EXERCISE PROMPT >> Each line of the data below should be repeated exactly.

DATA SECTION >>
-- Opening Marker --
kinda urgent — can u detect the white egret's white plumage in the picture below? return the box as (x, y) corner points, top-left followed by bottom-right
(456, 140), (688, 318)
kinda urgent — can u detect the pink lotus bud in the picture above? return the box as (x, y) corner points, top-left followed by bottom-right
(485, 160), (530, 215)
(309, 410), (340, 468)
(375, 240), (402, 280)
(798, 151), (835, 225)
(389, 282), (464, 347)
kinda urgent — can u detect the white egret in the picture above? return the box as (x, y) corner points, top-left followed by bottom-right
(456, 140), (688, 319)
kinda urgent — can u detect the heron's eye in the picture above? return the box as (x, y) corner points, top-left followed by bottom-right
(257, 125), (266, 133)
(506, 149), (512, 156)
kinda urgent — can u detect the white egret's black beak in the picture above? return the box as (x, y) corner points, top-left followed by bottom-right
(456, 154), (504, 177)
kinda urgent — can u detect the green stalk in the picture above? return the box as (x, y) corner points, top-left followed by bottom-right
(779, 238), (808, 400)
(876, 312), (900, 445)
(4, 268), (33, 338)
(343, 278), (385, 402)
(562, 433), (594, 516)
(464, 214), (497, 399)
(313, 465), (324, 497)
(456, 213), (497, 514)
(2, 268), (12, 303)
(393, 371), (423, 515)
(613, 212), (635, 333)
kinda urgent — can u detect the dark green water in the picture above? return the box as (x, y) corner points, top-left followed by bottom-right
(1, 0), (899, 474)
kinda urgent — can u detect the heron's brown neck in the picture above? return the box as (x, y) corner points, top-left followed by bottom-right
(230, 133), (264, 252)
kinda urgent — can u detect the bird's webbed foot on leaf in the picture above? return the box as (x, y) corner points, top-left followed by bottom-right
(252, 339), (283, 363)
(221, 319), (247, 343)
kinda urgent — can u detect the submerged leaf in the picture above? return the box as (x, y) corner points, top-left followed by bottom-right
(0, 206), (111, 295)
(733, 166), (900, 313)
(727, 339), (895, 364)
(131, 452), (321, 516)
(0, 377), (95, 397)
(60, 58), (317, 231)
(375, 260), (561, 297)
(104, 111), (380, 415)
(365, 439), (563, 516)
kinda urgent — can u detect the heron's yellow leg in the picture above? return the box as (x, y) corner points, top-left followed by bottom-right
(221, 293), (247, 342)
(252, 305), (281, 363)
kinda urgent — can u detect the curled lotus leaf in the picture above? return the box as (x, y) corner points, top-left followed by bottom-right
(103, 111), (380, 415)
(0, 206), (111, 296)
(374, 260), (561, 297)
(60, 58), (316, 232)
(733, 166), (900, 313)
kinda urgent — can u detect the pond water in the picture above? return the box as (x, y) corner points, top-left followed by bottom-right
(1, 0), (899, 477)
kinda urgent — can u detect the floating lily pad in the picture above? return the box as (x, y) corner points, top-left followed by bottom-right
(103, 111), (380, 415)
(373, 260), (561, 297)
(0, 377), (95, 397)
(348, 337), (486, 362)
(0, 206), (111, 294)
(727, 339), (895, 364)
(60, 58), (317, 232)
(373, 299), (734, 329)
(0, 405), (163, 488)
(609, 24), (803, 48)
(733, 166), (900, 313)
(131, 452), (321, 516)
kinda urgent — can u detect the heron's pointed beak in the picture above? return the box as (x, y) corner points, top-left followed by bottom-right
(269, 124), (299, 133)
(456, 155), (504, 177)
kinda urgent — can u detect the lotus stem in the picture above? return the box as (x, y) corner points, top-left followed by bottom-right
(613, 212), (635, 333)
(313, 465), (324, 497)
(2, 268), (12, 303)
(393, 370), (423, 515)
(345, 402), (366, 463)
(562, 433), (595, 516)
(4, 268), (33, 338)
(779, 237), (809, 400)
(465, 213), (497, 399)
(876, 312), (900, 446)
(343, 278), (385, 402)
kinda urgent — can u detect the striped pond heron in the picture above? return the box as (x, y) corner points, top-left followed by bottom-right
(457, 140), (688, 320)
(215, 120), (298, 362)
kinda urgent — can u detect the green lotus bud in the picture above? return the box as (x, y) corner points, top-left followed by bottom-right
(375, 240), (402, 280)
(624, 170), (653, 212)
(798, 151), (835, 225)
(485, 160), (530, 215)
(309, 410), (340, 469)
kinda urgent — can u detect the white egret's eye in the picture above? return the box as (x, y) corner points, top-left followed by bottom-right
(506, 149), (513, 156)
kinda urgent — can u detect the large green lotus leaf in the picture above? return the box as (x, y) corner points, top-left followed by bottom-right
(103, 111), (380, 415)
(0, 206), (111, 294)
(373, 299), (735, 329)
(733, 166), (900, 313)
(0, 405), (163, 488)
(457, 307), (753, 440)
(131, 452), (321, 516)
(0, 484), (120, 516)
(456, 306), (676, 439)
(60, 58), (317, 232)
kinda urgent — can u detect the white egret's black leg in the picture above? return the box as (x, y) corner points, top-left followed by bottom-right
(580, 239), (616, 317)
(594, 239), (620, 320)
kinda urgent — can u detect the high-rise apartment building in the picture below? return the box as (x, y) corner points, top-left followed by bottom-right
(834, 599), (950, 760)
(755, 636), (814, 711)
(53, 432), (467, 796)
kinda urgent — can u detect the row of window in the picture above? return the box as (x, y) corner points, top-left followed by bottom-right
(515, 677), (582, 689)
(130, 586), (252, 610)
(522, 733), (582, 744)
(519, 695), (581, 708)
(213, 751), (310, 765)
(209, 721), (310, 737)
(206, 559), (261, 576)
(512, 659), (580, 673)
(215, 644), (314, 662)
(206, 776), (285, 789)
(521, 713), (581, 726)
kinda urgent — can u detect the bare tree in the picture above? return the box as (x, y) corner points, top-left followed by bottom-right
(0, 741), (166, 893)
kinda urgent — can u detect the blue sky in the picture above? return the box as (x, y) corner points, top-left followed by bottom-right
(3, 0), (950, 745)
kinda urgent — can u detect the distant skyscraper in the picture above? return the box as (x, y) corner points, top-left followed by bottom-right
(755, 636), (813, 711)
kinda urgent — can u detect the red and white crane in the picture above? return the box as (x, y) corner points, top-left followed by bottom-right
-- Closing Marker --
TASK SOLUTION >>
kinda urgent — can u detect the white egret's white plumage in the picture below? return the box as (x, y) corner points, top-left followed by bottom-right
(456, 140), (688, 318)
kinda urgent — can u detect the pink lotus bud in the picture above? return the box as (x, y) corner points, top-left followed by bottom-right
(485, 160), (530, 215)
(309, 410), (340, 468)
(375, 240), (402, 280)
(798, 151), (835, 225)
(389, 282), (464, 347)
kinda urgent — can u detect the white egret in the picture above? return the box as (x, y) corner points, top-left followed by bottom-right
(456, 140), (688, 319)
kinda urgent — can u detect the heron's eye in the picture above? return the box as (x, y) corner points, top-left followed by bottom-right
(257, 125), (266, 133)
(506, 149), (512, 156)
kinda urgent — can u detect the white egret's black beak in the picture above? return the box as (x, y) corner points, top-left followed by bottom-right
(456, 154), (504, 177)
kinda urgent — can u detect the green stalk in the picture above? return the box as (x, y) corner points, top-left followed by bottom-right
(779, 238), (808, 400)
(876, 312), (900, 445)
(4, 268), (33, 338)
(343, 278), (385, 402)
(562, 433), (594, 516)
(464, 214), (497, 399)
(313, 465), (324, 497)
(456, 213), (497, 514)
(2, 268), (12, 303)
(393, 371), (423, 515)
(613, 212), (635, 333)
kinda urgent — can u detect the dark green water in the picture above? return the box as (x, y) corner points, top-left followed by bottom-right
(1, 0), (899, 474)
kinda urgent — can u detect the heron's brown neck in the picture above? return the box as (x, y) corner points, top-left followed by bottom-right
(230, 133), (264, 252)
kinda urgent — can u detect the bird's webbed foot on leaf in the picture above? return the box as (x, y) corner points, top-left followed by bottom-right
(252, 339), (283, 363)
(221, 319), (247, 343)
kinda urgent — can u detect the submerged leaf in the picture above? return the box as (x, y) corner points, top-left followed by bottom-right
(0, 206), (111, 295)
(733, 166), (900, 313)
(727, 339), (895, 364)
(131, 452), (321, 516)
(0, 377), (95, 397)
(60, 58), (317, 231)
(375, 260), (561, 297)
(104, 111), (380, 415)
(365, 439), (563, 516)
kinda urgent — can u detect the heron's yellow leg in the picture above? return the box as (x, y) corner points, top-left followed by bottom-right
(221, 293), (247, 342)
(252, 305), (281, 363)
kinda urgent — can u detect the curled lotus leaf in the picture above? return the box as (x, y) corner points, top-left followed by bottom-right
(103, 111), (380, 415)
(0, 206), (111, 296)
(374, 260), (561, 297)
(60, 58), (316, 232)
(733, 166), (900, 313)
kinda urgent — can u detect the pond water in the picture above? return the box as (x, y) corner points, top-left followed by bottom-right
(1, 0), (899, 477)
kinda urgent — can u detect the floating lily pad in the picture above? return the box as (x, y) corner points, top-left followed by bottom-right
(103, 111), (380, 415)
(373, 260), (561, 297)
(0, 377), (95, 397)
(348, 337), (486, 362)
(0, 206), (111, 294)
(727, 339), (895, 364)
(60, 58), (317, 232)
(373, 299), (734, 329)
(0, 405), (163, 488)
(609, 24), (803, 48)
(733, 166), (900, 313)
(131, 452), (321, 516)
kinda urgent — can u detect the heron's pointed beak in the picture above? return the box as (x, y) corner points, top-left followed by bottom-right
(269, 124), (299, 133)
(456, 155), (504, 177)
kinda urgent — can u detect the lotus stem in the picture above? return the box as (x, y) corner points, top-left followed by bottom-right
(613, 212), (635, 333)
(313, 465), (324, 497)
(2, 268), (12, 303)
(393, 370), (423, 515)
(345, 402), (366, 463)
(562, 433), (595, 516)
(4, 268), (33, 338)
(779, 237), (809, 400)
(465, 213), (497, 399)
(876, 312), (900, 446)
(343, 278), (385, 402)
kinda urgent — can u detect the striped pond heron in the picture above? return the box as (x, y) corner points, top-left followed by bottom-right
(457, 140), (688, 320)
(215, 120), (298, 362)
kinda urgent — can u detect the green lotus bud in the picture above? return the box as (x, y) corner points, top-left followed by bottom-right
(375, 240), (402, 280)
(624, 170), (653, 212)
(798, 151), (835, 225)
(485, 160), (530, 215)
(309, 410), (340, 469)
kinda urgent — can u detect the white egret's eye in the picture above? return the box as (x, y) corner points, top-left followed by bottom-right
(506, 149), (513, 156)
kinda urgent — can u detect the large green lotus leaf in the picture above? return the box as (x, y) corner points, top-left followed by bottom-right
(103, 111), (380, 415)
(0, 206), (111, 294)
(373, 299), (735, 329)
(733, 166), (900, 313)
(0, 405), (163, 488)
(457, 307), (753, 440)
(131, 452), (321, 516)
(0, 484), (120, 516)
(456, 306), (676, 439)
(60, 58), (317, 232)
kinda urgent — can u detect the white egret's black leg in the picture above? return the box as (x, y) corner points, top-left followed by bottom-right
(580, 239), (616, 317)
(594, 239), (620, 320)
kinda urgent — can u detect the high-rise apartment building in the picture below? return the box as (x, y) corner points, top-left followed by bottom-right
(834, 599), (950, 760)
(755, 636), (814, 711)
(53, 432), (467, 796)
kinda urgent — can u detect the row of window in the picture above? return the box as (x, y) corner points, top-left followed by bottom-right
(515, 677), (582, 689)
(130, 586), (252, 610)
(522, 733), (582, 744)
(519, 695), (581, 708)
(213, 751), (310, 765)
(209, 721), (310, 737)
(206, 559), (261, 576)
(512, 659), (580, 673)
(215, 644), (314, 662)
(206, 776), (285, 789)
(521, 713), (581, 726)
kinda urgent — can u detect the bare tree in the picture above? return the box as (x, y) corner points, top-left followed by bottom-right
(0, 741), (166, 893)
kinda urgent — can u detect the blue sky in the picture above? return the box as (x, y) corner points, top-left followed by bottom-right
(3, 0), (950, 745)
kinda urgent — can u detect the distant skyscraper in the picture above? return the box as (x, y) corner points, top-left followed by bottom-right
(755, 636), (813, 711)
kinda urgent — can u detect the red and white crane in the picture above? return the box as (x, y) corner points, top-left followed by bottom-right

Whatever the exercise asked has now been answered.